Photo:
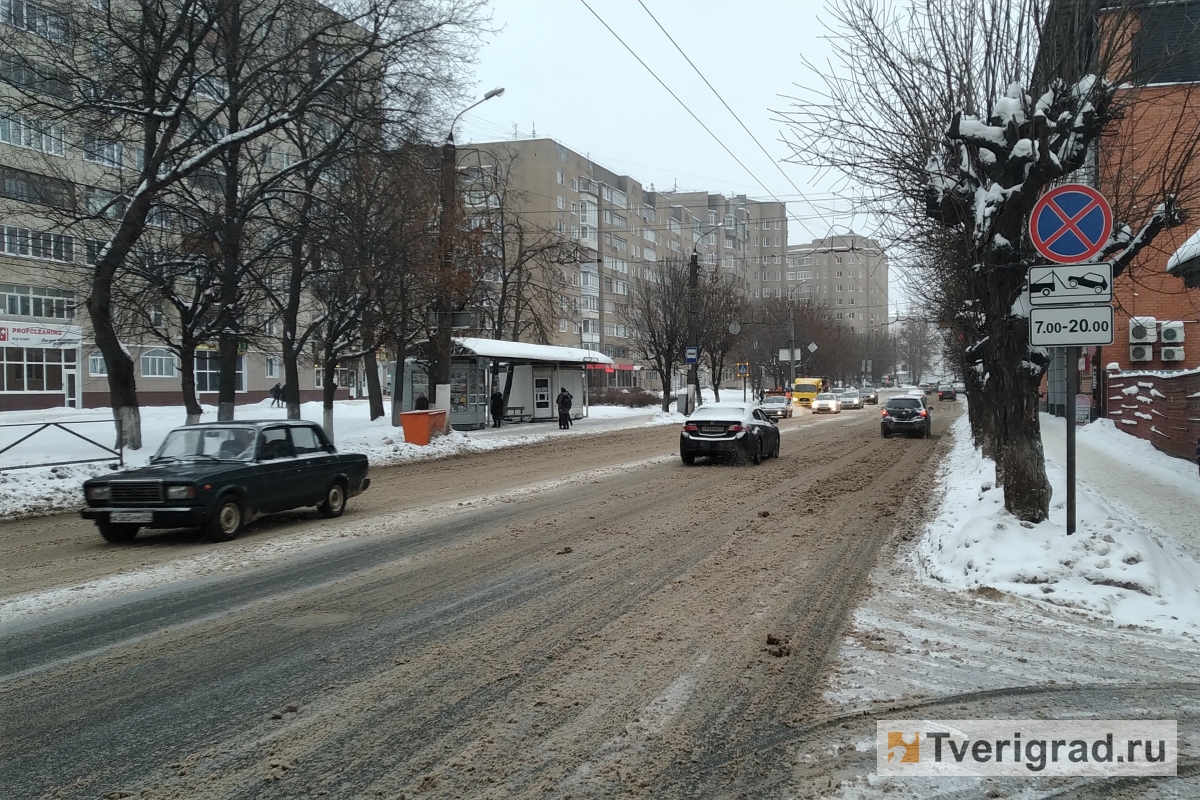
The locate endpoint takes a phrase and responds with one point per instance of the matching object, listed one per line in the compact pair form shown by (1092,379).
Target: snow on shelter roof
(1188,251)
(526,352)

### Task brief:
Would you repeat each line of the listing exactly, skipping any picture?

### Your solution:
Photo:
The locate endpoint takes a phrase and responds with one point per instance of the matching object, listed one per line in the compact pair form shown by (1092,379).
Target: snow on shelter roof
(1188,251)
(526,352)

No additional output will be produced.